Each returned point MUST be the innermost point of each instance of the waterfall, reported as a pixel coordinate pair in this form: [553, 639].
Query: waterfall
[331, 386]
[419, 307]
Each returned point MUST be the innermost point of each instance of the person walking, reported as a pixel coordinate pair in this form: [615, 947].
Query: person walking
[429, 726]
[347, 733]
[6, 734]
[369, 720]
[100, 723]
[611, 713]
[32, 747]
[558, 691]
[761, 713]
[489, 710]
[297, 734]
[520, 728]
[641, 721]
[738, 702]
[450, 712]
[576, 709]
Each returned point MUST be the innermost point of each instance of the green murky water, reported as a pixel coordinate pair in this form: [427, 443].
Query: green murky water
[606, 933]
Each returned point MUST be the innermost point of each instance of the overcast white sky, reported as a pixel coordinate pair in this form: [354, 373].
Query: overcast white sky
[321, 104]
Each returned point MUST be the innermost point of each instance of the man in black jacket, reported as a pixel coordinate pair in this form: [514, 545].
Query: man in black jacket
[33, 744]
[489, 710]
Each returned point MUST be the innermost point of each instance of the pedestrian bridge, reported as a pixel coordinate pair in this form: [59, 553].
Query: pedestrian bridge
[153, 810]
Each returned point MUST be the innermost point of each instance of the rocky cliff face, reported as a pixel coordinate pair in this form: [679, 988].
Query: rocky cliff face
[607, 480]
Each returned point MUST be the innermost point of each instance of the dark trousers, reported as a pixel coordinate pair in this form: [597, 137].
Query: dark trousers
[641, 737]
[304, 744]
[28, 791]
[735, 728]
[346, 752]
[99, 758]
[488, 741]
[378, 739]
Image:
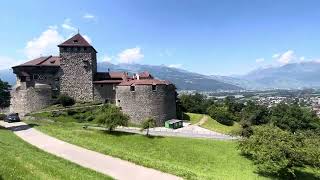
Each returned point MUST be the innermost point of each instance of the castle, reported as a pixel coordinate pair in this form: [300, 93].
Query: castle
[74, 73]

**DIRECTIONS:**
Arrange every line of the listing above as a Markdown table with the columns "Row" and "Entry", numbering the rows in order. Skip blank lines, and leave out the pictures.

**OUTPUT FOR THIS EXERCISE:**
| Row | Entry |
|---|---|
| 1 | Each returned point MUST be the innermost point of each instance of the waterfall, reported as a pixel coordinate pair in this form: [553, 639]. |
| 2 | Query: waterfall |
| 3 | [331, 386] |
| 4 | [419, 307] |
| 5 | Each returned point MUST be the innermost point of each instance of the person walking, reported as a pixel coordinate pair in this form: [615, 947]. |
| 6 | Query: person walking |
| 7 | [429, 726] |
| 8 | [347, 733] |
| 9 | [6, 734] |
| 10 | [369, 720] |
| 11 | [100, 723] |
| 12 | [611, 713] |
| 13 | [32, 747] |
| 14 | [558, 691] |
| 15 | [761, 713] |
| 16 | [489, 710] |
| 17 | [297, 734] |
| 18 | [520, 728] |
| 19 | [641, 721] |
| 20 | [738, 702] |
| 21 | [450, 712] |
| 22 | [576, 709] |
| 23 | Each returned point MUST be the innermost point of each instance of the green murky water, reported as a pixel coordinate pair in this form: [427, 443]. |
| 24 | Query: green murky water |
| 25 | [606, 933] |
| 26 | Each returned point MUST be the innermost point of each instance of the overcast white sky, reported as a pixel coordinate pair in this form: [354, 373]. |
| 27 | Query: overcast white sky |
| 28 | [321, 104] |
| 29 | Each returned point MUST be the innermost point of each instance of the man in black jacket, reported as a pixel coordinate pair in this form: [514, 545]. |
| 30 | Query: man in black jacket |
| 31 | [33, 744] |
| 32 | [489, 710] |
| 33 | Each returned point MUST be the innermost point of each instance of the pedestrian bridge, reported as a pixel coordinate pair in this form: [59, 553]. |
| 34 | Query: pedestrian bridge |
| 35 | [153, 810] |
| 36 | Each returned point MUST be the innermost point of each instance of the rocky cliff face, reported as a pixel coordinate pair in this form: [679, 988]. |
| 37 | Query: rocky cliff face |
| 38 | [607, 480] |
| 39 | Each returned point MUST be the innermost point of each instance of the dark trousers, reported as a pixel coordinate pair in this form: [597, 137]. |
| 40 | Query: dark trousers |
| 41 | [641, 737] |
| 42 | [304, 744] |
| 43 | [28, 791] |
| 44 | [735, 728] |
| 45 | [346, 752] |
| 46 | [99, 758] |
| 47 | [488, 741] |
| 48 | [378, 739] |
| 49 | Image: |
| 50 | Each returned point MUST be the innermost point of each instance of the castle, reported as a pixel coordinate pair in this form: [300, 93]. |
| 51 | Query: castle |
| 52 | [74, 73] |